— start of Supplied passage —
Sounds like it'll be a lot like the AppleTV feature which I personally like, but only occasionally use. It's great to be able to add something to a youtube playlist on your PC, then walk over to your TV to view it, especially for longer videos that play like TV shows, so I suspect this feature will get quite a bit of uptake when it rolls out to newer TiVos.
by Matt Haughey March 12, 2008 in News
Is there any deep reason why this isn't rolling out for Series 2 TiVos as well? If there's no technical barrier, this seems like an underhanded way to push otherwise happy TiVo owners to upgrade...
Posted by: Ravi at Mar 12, 2008 3:44:53 PM
Ravi - There is a technical barrier. YouTube encodes in H.264. The Series3 and TiVo HD have hardware H.264 decoders - the Series2 is limited to MPEG-2, and cannot decode YouTube videos. (And the CPU is not even close to powerful enough to do it in software.)
— end of Supplied passage —
— start of Extracted information —
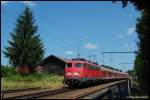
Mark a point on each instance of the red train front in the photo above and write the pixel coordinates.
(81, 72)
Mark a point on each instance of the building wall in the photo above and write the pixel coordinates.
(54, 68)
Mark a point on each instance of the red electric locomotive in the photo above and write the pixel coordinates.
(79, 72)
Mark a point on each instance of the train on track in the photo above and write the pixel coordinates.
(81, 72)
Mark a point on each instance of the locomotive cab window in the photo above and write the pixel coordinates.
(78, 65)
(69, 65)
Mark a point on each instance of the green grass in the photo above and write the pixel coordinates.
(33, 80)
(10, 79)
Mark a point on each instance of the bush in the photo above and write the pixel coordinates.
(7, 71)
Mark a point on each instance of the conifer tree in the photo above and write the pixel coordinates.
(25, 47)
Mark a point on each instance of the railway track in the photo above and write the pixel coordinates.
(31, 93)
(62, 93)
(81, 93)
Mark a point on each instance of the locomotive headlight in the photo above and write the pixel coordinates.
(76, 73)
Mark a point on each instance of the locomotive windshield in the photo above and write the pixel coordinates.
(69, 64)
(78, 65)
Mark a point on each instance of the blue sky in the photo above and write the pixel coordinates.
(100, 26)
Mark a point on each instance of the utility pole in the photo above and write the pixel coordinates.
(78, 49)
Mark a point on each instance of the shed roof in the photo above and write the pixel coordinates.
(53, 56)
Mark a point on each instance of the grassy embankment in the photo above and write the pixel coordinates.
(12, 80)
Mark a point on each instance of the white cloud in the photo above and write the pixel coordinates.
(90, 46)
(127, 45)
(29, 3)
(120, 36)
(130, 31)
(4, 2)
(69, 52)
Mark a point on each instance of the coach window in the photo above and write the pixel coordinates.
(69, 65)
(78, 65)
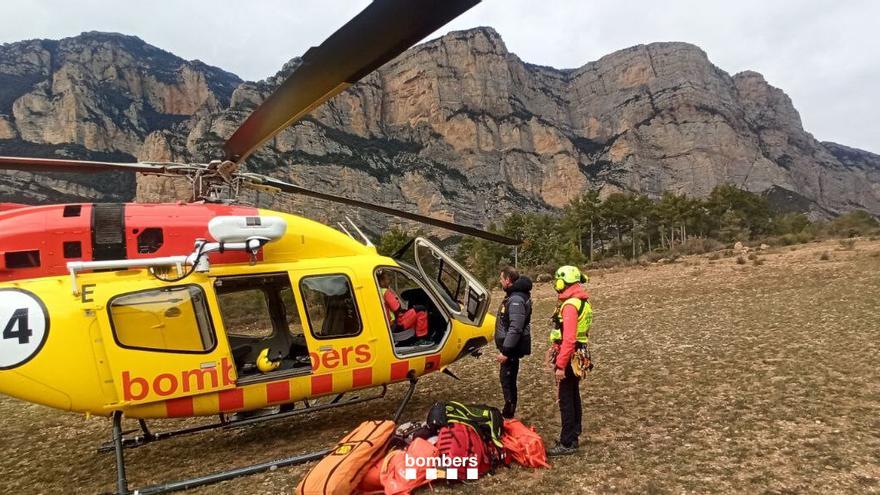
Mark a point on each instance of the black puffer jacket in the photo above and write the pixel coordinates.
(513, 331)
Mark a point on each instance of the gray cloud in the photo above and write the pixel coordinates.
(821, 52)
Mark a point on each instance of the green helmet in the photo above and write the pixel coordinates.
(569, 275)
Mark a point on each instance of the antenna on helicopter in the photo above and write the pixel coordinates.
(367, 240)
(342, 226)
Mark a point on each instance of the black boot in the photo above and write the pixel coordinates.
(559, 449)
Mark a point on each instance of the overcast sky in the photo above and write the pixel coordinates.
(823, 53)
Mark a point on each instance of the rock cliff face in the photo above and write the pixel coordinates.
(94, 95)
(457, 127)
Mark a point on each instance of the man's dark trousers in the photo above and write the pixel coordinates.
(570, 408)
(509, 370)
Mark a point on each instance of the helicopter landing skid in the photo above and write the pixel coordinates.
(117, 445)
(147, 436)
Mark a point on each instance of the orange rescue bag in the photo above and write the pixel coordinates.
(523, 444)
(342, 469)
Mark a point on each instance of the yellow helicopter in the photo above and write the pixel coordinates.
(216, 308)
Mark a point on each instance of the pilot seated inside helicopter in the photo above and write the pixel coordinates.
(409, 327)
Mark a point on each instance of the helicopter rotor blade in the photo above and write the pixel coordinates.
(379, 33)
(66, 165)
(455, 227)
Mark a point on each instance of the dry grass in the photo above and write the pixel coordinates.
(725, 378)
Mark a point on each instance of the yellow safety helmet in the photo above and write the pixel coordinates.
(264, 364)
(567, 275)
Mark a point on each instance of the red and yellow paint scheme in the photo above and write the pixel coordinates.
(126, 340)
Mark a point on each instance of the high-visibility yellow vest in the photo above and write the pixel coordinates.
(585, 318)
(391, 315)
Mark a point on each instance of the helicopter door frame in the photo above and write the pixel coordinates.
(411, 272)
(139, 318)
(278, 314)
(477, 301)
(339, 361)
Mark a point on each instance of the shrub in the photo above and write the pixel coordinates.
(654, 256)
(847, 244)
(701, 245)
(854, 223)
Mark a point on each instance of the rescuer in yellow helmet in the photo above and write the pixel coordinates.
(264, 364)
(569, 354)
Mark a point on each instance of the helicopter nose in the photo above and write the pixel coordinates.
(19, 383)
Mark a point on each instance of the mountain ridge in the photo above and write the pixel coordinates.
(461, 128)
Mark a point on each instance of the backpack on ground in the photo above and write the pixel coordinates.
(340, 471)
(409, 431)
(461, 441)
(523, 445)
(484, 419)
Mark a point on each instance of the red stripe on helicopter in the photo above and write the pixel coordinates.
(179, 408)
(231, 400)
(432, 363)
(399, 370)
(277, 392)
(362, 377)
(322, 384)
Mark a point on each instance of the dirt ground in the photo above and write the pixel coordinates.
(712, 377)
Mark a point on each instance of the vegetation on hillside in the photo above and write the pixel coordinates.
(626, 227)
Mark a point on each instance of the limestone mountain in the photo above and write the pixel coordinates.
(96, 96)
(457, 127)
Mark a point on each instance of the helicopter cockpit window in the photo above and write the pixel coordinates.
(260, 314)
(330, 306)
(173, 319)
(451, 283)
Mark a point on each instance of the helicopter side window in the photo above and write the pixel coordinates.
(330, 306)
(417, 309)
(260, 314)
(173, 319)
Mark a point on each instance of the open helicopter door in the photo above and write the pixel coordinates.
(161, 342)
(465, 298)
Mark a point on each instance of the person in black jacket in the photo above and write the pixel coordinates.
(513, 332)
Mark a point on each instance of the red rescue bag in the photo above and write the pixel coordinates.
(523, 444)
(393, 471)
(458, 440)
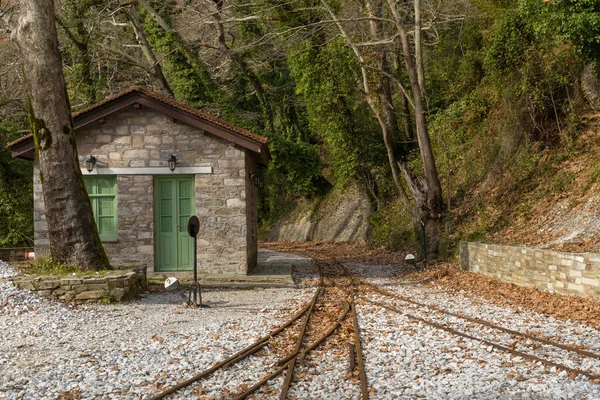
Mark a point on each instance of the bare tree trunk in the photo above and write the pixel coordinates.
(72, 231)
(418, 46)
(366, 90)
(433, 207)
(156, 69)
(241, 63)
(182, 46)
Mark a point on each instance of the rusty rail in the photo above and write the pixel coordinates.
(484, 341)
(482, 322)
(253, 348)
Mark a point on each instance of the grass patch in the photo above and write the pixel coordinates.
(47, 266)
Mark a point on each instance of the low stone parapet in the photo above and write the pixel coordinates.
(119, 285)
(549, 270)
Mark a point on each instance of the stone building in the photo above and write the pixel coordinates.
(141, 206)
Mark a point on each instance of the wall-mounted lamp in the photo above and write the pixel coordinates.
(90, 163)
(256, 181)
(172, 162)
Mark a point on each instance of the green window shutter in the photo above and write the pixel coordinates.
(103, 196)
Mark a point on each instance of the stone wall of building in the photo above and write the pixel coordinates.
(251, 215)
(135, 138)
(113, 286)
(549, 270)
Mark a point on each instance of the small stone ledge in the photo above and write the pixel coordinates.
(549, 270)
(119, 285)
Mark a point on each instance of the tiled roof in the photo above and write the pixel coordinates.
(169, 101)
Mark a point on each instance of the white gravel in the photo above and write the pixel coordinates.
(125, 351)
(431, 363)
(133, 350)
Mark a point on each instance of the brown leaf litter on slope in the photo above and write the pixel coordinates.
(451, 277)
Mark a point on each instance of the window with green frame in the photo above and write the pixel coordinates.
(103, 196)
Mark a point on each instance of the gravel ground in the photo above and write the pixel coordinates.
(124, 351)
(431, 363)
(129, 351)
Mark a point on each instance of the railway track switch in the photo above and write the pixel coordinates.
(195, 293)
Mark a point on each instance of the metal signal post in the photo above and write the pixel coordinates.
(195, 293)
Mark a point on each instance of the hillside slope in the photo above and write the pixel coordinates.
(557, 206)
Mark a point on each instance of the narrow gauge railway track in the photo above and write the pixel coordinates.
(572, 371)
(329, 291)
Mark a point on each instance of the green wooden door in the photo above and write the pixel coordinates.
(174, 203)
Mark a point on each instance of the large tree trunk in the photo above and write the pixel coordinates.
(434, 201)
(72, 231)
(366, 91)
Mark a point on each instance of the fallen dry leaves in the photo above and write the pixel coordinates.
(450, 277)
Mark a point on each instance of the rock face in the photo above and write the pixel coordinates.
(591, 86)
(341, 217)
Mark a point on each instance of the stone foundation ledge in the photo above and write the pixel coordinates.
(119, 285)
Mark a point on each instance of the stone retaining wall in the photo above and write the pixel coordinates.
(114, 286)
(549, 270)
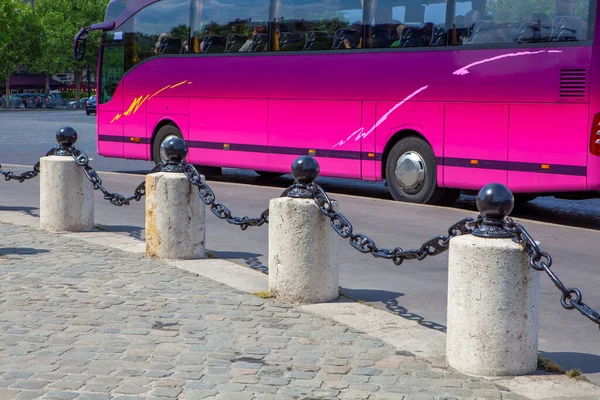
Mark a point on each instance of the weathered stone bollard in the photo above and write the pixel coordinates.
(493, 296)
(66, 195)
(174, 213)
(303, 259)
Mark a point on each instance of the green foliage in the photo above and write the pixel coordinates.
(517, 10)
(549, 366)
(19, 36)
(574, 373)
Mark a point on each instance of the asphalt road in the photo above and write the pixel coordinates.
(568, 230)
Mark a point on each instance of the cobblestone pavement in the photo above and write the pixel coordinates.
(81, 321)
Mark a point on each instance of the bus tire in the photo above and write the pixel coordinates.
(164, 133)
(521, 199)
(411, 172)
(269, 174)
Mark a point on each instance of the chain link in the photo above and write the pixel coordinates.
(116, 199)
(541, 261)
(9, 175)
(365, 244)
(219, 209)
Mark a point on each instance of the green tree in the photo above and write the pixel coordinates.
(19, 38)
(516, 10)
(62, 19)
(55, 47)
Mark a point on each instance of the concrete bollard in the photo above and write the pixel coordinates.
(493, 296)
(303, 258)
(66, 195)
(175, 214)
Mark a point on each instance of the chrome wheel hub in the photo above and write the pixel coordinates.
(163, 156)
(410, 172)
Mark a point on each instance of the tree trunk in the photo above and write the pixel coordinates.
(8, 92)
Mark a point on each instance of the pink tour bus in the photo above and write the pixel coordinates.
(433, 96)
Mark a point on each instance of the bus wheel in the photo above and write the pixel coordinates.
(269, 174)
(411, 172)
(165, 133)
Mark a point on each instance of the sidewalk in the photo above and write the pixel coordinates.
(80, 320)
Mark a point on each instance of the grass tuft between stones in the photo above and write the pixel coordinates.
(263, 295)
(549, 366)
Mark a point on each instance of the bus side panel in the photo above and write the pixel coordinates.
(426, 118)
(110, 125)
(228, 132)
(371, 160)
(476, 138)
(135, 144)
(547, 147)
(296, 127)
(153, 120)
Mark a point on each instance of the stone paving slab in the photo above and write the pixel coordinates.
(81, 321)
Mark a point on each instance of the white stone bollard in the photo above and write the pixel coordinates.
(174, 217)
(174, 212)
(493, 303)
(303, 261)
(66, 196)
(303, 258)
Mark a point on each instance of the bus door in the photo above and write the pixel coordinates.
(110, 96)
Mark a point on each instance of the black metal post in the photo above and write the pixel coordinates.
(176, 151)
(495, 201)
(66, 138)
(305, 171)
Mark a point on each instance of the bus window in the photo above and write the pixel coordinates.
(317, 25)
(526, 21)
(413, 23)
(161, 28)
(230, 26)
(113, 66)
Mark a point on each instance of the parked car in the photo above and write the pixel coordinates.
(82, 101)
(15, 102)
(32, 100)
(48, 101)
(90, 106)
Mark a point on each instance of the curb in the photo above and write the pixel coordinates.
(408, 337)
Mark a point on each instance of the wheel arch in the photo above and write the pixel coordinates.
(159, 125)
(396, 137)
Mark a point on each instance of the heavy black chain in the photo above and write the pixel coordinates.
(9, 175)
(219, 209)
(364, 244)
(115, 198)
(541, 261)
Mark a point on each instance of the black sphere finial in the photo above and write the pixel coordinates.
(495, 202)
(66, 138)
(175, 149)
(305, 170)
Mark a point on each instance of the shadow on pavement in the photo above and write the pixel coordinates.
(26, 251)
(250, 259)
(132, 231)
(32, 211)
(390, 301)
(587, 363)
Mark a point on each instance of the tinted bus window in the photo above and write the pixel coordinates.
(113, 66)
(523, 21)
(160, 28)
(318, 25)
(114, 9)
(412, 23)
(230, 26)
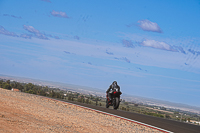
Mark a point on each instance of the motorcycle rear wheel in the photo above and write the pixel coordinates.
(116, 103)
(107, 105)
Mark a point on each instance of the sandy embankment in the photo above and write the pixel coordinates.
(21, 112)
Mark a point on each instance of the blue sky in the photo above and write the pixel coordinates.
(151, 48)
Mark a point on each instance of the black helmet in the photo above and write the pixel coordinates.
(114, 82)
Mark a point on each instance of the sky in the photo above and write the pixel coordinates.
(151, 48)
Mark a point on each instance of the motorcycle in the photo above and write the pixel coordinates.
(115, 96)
— end of Extracted information —
**Objectives:**
A. In the TiVo discussion, what format does YouTube use to encode its videos?
B. List every TiVo model that the TiVo discussion names.
C. Resume the TiVo discussion after its last comment.

**Final answers:**
A. H.264

B. Series 2 (also written Series2), Series3, TiVo HD

C.
Posted by: MegaZone at Mar 12, 2008 4:06:03 PM
w00t!
I can't wait.
Posted by: rob friedman at Mar 12, 2008 4:13:04 PM
Isn't the Series 3 an HD TiVo?
Posted by: Ruben Gouveia at Mar 13, 2008 10:32:24 AM
snore....zzzzzz..... how many places do we need to watch homemade youtube clips.... and I can basically do this aleady by just downloading the youtube, quick convert and then pass to tivo for viewing as avi or mpeg... how about some real innovation Tivo!
Posted by: george at Mar 15, 2008 9:07:02 AM
"I can basically do this aleady by just downloading the youtube, quick convert and then pass to tivo for viewing as avi or mpeg... how about some real innovation Tivo!"
Man, that sounds like a heck of a lot more work than marking something as a favorite, and being able to view it immediately on your TiVo. As you've said, a lot of YouTube is made up of goofy homemade videos and spending 10 minutes converting and uploading to my TiVo doesn't seem worth it to go that route.
Also, most of my family can easily use a TiVo but would have no idea how to convert video or remotely load it on their tivo, so it is a step in the right direction.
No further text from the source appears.